■ ЧТО ТРЕБУЕТСЯ
Ответьте кратко на вопросы по фрагменту о Рутенберге:
(a) Что, согласно «Манифесту партии социалистов-революционеров», эсеровская организация может заменить энергией действия?
(b) Какую должность занимал Рутенберг в Петроградском военном округе?
(c) Какой компании Рутенберг был инициатором, создателем и первым руководителем?

Помимо конспиративно-заговорщицких навыков, Рутенберг усвоил с революционных времен некие краеугольные истины, ставшие до конца его дней основами философии жизни. Так, в «Манифесте партии социалистов-революционеров» говорилось, что эсеровская организация может действовать,
заменив <…> недостаток численной силы – энергией действия (цит. по: Гусев 1992: 10).
«Энергия действия» превратится поистине в ключевой символ натуры Рутенберга, в своеобразную нравственно-психологическую доминанту характера, в бергсоновский «elan vital», отмечающий буквально каждую новую страницу его биографии. Знаменитое мандельштамовское «мы хотим жить исторически» (статья «О природе слова», 1922) было у Рутенберга в крови. Судьба приводила его в наиболее горячие точки мировой истории первой половины XX века: он стал вольным или невольным инициатором первой русской революции (1905-07); его стараниями было положено начало организации Еврейского легиона и Американского еврейского конгресса – важнейших политических акций, способствовавших обретению евреями «национального дома» в Палестине (он также сыграл значительную роль в подготовке мирового общественного мнения к принятию этой идеи, которая в конечном счете была увенчана созданием Государства Израиль); в короткий период своего «второго рождения» для русской истории (1917-19) он вновь оказался участником не периферийных, а центральных ее событий: деятельность на посту помощника главнокомандующего Петроградским военным округом, защита Зимнего дворца от большевиков, арест, а затем – после освобождения и бегства на юг – участие в Совете обороны Одессы, находившейся во власти союзных войск; и, наконец, после эмиграции из России и приезда в Палестину, превращение в одну из самых ярких политических и общественных фигур, резко изменивших всю жизнь еврейского ишува – инициатора, создателя и первого руководителя палестинской электрической компании.
Умение оказываться в центре мировых исторических коллизий и инцидентов, не в последнюю очередь послужившее основой для фольклоризации биографии Рутенберга, сочеталось у него, как у всякого революционера, с нежеланием приспосабливаться к традиционным, установившимся нормам и правилам. Отсюда – тянувшиеся за ним шлейфом всю жизнь, начиная с эсеровских времен, со знаменитого скандала с ЦК, столкновения с апологетами традиции, железной буквы дисциплинарного устава. При том, что вся его деятельность была, как удачно выразился один из исследователей, отмечена «визионерско-футуристическим политическим стилем» (Berkowitz 1997: 112), рутенберговский взгляд на вещи – за редкими исключениями (весьма, нужно сказать, причудливыми и потому в особенности странными и малообъяснимыми) – в целом отличался редкой конструктивностью, деловизмом и высокой практической эффективностью. Не любивший словесных баталий, но вынужденный вступать в них, чтобы отстоять свои идеи или поступки, Рутенберг демонстрировал явную склонность к автократизму, но даже и в этом случае нельзя по достоинству не оценить его сокрушительно-угрюмого сопротивления демагогии, некомпетентности, а то и откровенным легкомыслию и шулерству.

■ ИСХОДНЫЕ ДАННЫЕ
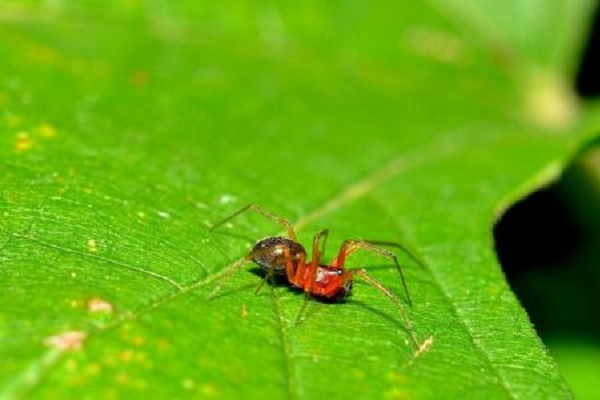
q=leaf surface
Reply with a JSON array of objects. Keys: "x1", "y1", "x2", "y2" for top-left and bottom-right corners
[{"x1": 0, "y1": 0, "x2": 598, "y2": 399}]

■ РЕЗУЛЬТАТ ВЫПОЛНЕНИЯ
(a) Недостаток численной силы.
(b) Помощник главнокомандующего.
(c) Палестинской электрической компании.